### Extract provided
## Start

Skip to content

dentropy/discord-binding

Repository files navigation

Discord Binding

The goal of this project is to take the data exported form Tyrrrz/DiscordChatExporter and put it into a relational database so aggregations can be easily calculated and so the data can be used in other parts of an ETL pipeline.

Additional Reference Docs

  • Scraping Discord
    • This page explains how to get your own Discord data to feed into this ETL pipeline
  • Setup Postgres
    • This doc contains instructions to setup and access a local postgres server
  • Setup Postgraphile
    • Postgraphile generate and runs a graphql API from just looking inside a postgres database
  • neo4j Docs
    • Setup neo4j and contains some example queries, including how to reset the database

Transforming the data from DiscordChatExporter

Requirements:

  • S3 Bucket loaded with data from DiscordChatExporter
  • Postgres Database, you can use postgres.dockercompose.yml if you do not have on already setup

Steps:

Setup python virtual environment and install requirements.txt

python3.10 minimum unless you install deps manually

# install pip
curl https://bootstrap.pypa.io/get-pip.py | python3 $1
python3 -m pip install virtualenv
sudo apt install python3-venv # Debian Distros
python3 -m venv env
source env/bin/activate
pip install -r requirements.txt

Set environment variables using .env file

cp .env_example .env
$EDITOR .env

Update the environment variables under DB Select and S3, the ones below

# DB Select
db_select='postgres'
db_url='psql://$USER:$PASS@$HOSTNAME:$PORT/$DATABASE_NAME'

# S3
aws_access_key_id=''
aws_secret_access_key=''
endpoint_url=''
bucket_name=''

Run ETL pipeline, also remember tmux exists

# Using Bash
source env/bin/activate
python3 run_dag.py &
cat *.log

## End

### Given task 1
Repeat the Discord Binding README above word for word, in full.

### Dataset rows

## Start

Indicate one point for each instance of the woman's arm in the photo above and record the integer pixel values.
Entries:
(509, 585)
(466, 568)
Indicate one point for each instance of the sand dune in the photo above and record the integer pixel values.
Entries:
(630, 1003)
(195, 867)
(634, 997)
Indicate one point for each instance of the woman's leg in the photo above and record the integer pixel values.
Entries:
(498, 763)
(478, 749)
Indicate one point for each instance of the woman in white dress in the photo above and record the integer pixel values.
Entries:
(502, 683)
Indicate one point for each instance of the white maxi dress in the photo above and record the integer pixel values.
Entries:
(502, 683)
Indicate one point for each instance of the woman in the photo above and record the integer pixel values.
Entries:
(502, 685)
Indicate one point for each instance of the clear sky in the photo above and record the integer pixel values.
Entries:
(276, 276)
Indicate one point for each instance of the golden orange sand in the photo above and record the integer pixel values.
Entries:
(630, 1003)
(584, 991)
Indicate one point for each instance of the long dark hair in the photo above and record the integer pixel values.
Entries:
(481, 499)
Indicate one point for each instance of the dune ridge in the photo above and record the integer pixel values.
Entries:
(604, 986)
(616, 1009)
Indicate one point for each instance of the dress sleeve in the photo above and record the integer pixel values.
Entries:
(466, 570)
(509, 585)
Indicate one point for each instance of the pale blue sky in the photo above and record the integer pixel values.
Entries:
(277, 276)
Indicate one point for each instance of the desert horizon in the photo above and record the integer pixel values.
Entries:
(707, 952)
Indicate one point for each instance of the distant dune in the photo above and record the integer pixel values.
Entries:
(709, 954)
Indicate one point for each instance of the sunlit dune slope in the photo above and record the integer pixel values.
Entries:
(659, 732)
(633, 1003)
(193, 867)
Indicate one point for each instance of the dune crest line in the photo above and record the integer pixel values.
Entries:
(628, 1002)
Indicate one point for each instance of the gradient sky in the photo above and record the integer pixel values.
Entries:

## End

### Given task 2
In the listing, start at the line that contains "Indicate one point for each instance of the golden" and end at the listing's final line. Reproduce only that span, replacing every occurrence of "integer pixel values" with "whole-number pixel coordinates" and changing nothing else.

### Exercise response 1
Skip to content

dentropy/discord-binding

Repository files navigation

Discord Binding

The goal of this project is to take the data exported form Tyrrrz/DiscordChatExporter and put it into a relational database so aggregations can be easily calculated and so the data can be used in other parts of an ETL pipeline.

Additional Reference Docs

  • Scraping Discord
    • This page explains how to get your own Discord data to feed into this ETL pipeline
  • Setup Postgres
    • This doc contains instructions to setup and access a local postgres server
  • Setup Postgraphile
    • Postgraphile generate and runs a graphql API from just looking inside a postgres database
  • neo4j Docs
    • Setup neo4j and contains some example queries, including how to reset the database

Transforming the data from DiscordChatExporter

Requirements:

  • S3 Bucket loaded with data from DiscordChatExporter
  • Postgres Database, you can use postgres.dockercompose.yml if you do not have on already setup

Steps:

Setup python virtual environment and install requirements.txt

python3.10 minimum unless you install deps manually

# install pip
curl https://bootstrap.pypa.io/get-pip.py | python3 $1
python3 -m pip install virtualenv
sudo apt install python3-venv # Debian Distros
python3 -m venv env
source env/bin/activate
pip install -r requirements.txt

Set environment variables using .env file

cp .env_example .env
$EDITOR .env

Update the environment variables under DB Select and S3, the ones below

# DB Select
db_select='postgres'
db_url='psql://$USER:$PASS@$HOSTNAME:$PORT/$DATABASE_NAME'

# S3
aws_access_key_id=''
aws_secret_access_key=''
endpoint_url=''
bucket_name=''

Run ETL pipeline, also remember tmux exists

# Using Bash
source env/bin/activate
python3 run_dag.py &
cat *.log

### Exercise response 2
Indicate one point for each instance of the golden orange sand in the photo above and record the whole-number pixel coordinates.
Entries:
(630, 1003)
(584, 991)
Indicate one point for each instance of the long dark hair in the photo above and record the whole-number pixel coordinates.
Entries:
(481, 499)
Indicate one point for each instance of the dune ridge in the photo above and record the whole-number pixel coordinates.
Entries:
(604, 986)
(616, 1009)
Indicate one point for each instance of the dress sleeve in the photo above and record the whole-number pixel coordinates.
Entries:
(466, 570)
(509, 585)
Indicate one point for each instance of the pale blue sky in the photo above and record the whole-number pixel coordinates.
Entries:
(277, 276)
Indicate one point for each instance of the desert horizon in the photo above and record the whole-number pixel coordinates.
Entries:
(707, 952)
Indicate one point for each instance of the distant dune in the photo above and record the whole-number pixel coordinates.
Entries:
(709, 954)
Indicate one point for each instance of the sunlit dune slope in the photo above and record the whole-number pixel coordinates.
Entries:
(659, 732)
(633, 1003)
(193, 867)
Indicate one point for each instance of the dune crest line in the photo above and record the whole-number pixel coordinates.
Entries:
(628, 1002)
Indicate one point for each instance of the gradient sky in the photo above and record the whole-number pixel coordinates.
Entries:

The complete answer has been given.